Competere nel Pentatlon voleva dire che tu competevi in cinque diverse
discipline e dovevi ottenere il miglior risultato possibile in tutte e cinque;
dunque, essere vincitore nel Pentatlon non voleva dire essere il più bravo
nella lotta o il più bravo nella corsa, perché probabilmente il più bravo nella
corsa era più bravo di te, voleva dire essere il più mediamente bravo in cinque
discipline diverse.
Questo
mi porta ad una considerazione che ritengo molto bella, intanto nell’ambito
sportivo il valore che ha il multisport, per cui un bambino non dovrebbe fare,
almeno fino ai 10-11 anni, un solo sport, ma dovrebbe farne diversi, perché
ogni disciplina sportiva, come uno sport di squadra, un individuale, uno di
lotta, una disciplina atletica, sviluppa intelligenze diverse, invece purtroppo
da noi un bambino inizia uno sport, come può essere il calcio o il nuoto, e fa
solo quello ed è sbagliato perché dovrebbe praticare diversi sport; ma
soprattutto questo è anche un indicatore pedagogico della scuola per cui un
bambino è bravo non se prende nove in matematica e fra il cinque e il sei in
tutte le altre discipline, ma è bravo se prende sette dappertutto, allora sì
che è veramente bravo, poi certo non è il più bravo in scienze o in italiano,
ma è mediamente bravo dappertutto e lui potrà fare qualunque scelta.

§ §

**Compiti da svolgere:**
(1) Ricopia il passo del testo sul Pentatlon che inizia con le parole "Competere nel Pentatlon" e si ferma dopo "discipline diverse.". Cambia ogni "Pentatlon" in "Pentathlon".
(2) Secondo il testo sul Pentatlon, fino a quale età un bambino non dovrebbe praticare un solo sport?
(3) Le seguenti affermazioni concordano con il testo sul Pentatlon? Per ciascuna rispondi sì o no e riporta le parole decisive del testo.
(a) Nel Pentatlon si gareggiava in cinque discipline diverse.
(b) Da noi un bambino pratica di solito diversi sport.
(c) Un bambino che prende nove in matematica e fra il cinque e il sei nelle altre discipline è considerato davvero bravo.

§ §

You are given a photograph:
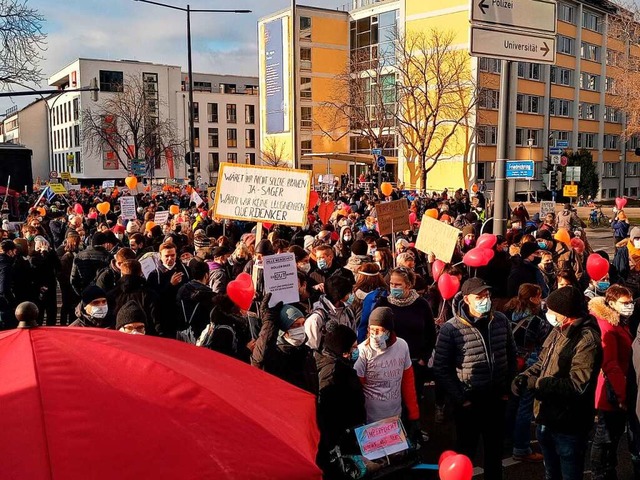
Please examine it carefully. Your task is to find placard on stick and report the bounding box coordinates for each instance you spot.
[416,214,461,263]
[376,199,411,235]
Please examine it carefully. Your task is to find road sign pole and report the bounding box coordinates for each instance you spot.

§ §

**Elenco delle risposte:**
(1)
Competere nel Pentathlon voleva dire che tu competevi in cinque diverse
discipline e dovevi ottenere il miglior risultato possibile in tutte e cinque;
dunque, essere vincitore nel Pentathlon non voleva dire essere il più bravo
nella lotta o il più bravo nella corsa, perché probabilmente il più bravo nella
corsa era più bravo di te, voleva dire essere il più mediamente bravo in cinque
discipline diverse.

(2) Almeno fino ai 10-11 anni.

(3)
(a) Sì: "Competere nel Pentatlon voleva dire che tu competevi in cinque diverse discipline"
(b) No: "da noi un bambino inizia uno sport, come può essere il calcio o il nuoto, e fa solo quello"
(c) No: "un bambino è bravo non se prende nove in matematica e fra il cinque e il sei in tutte le altre discipline"